• _Problem requirements_: Your response should be the lines from the one containing "Objective — one point per instance of the metal" through the end of the material, copied exactly and with nothing added.

### Exercise data

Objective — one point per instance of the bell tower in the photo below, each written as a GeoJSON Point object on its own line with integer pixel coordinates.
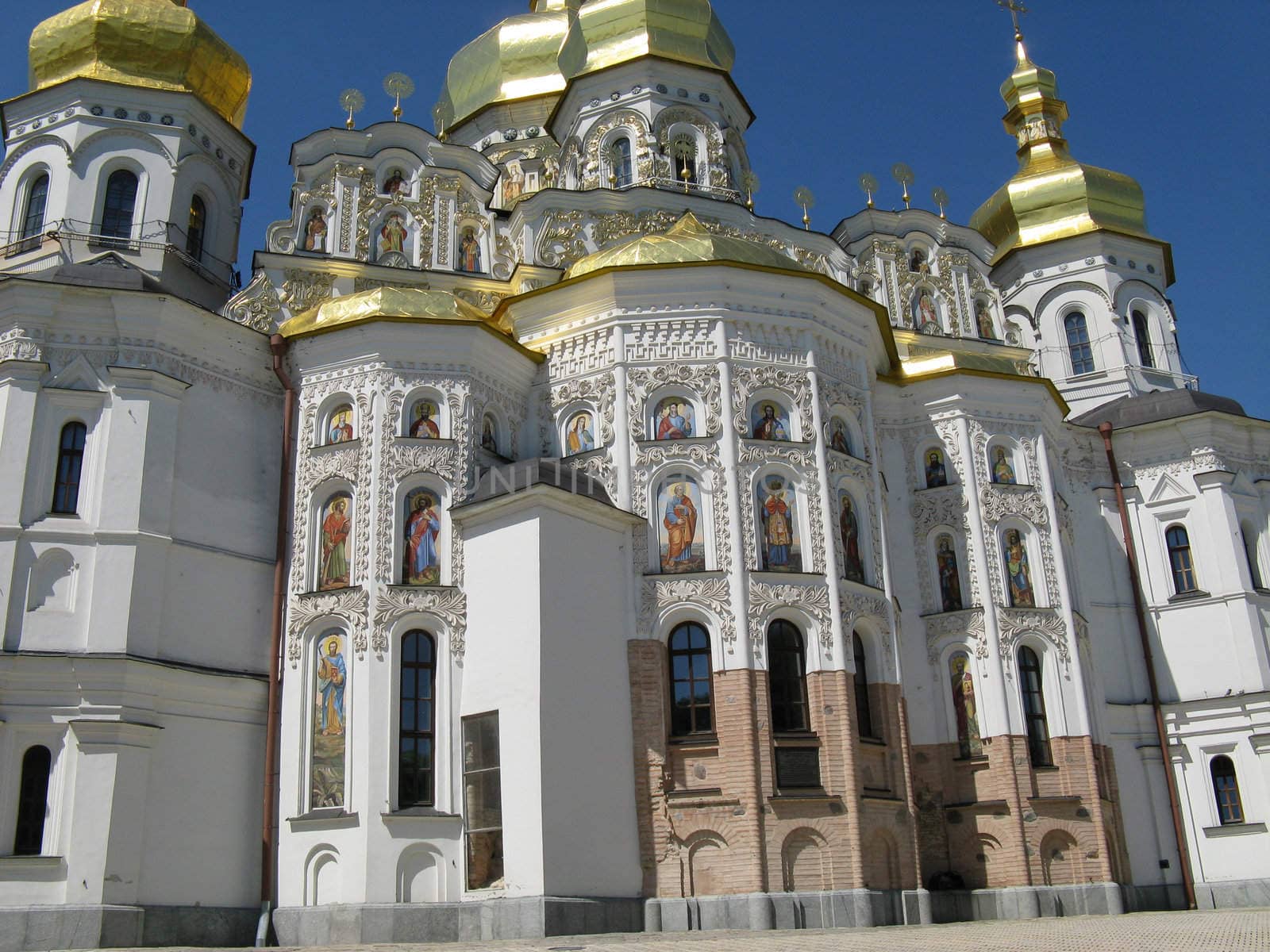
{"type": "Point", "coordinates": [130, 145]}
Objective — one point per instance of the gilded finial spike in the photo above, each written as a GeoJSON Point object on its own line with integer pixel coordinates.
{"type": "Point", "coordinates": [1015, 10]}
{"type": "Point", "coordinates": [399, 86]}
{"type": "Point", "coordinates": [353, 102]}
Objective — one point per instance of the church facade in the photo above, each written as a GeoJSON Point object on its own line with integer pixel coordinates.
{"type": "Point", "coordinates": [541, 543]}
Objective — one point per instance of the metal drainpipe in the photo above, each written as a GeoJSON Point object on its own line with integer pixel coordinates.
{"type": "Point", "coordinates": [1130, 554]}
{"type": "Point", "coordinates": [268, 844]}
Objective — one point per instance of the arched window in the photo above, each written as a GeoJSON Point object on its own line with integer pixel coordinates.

######

• _Response_:
Objective — one point per instance of the metal drainpipe in the photo above, each written as a GeoJSON Point object on its own line with integer pixel coordinates.
{"type": "Point", "coordinates": [1130, 554]}
{"type": "Point", "coordinates": [268, 844]}
Objective — one point per instance of the arched window in the photo above, each written as a GeoJSON Point object on its own line with integer pixel coordinates.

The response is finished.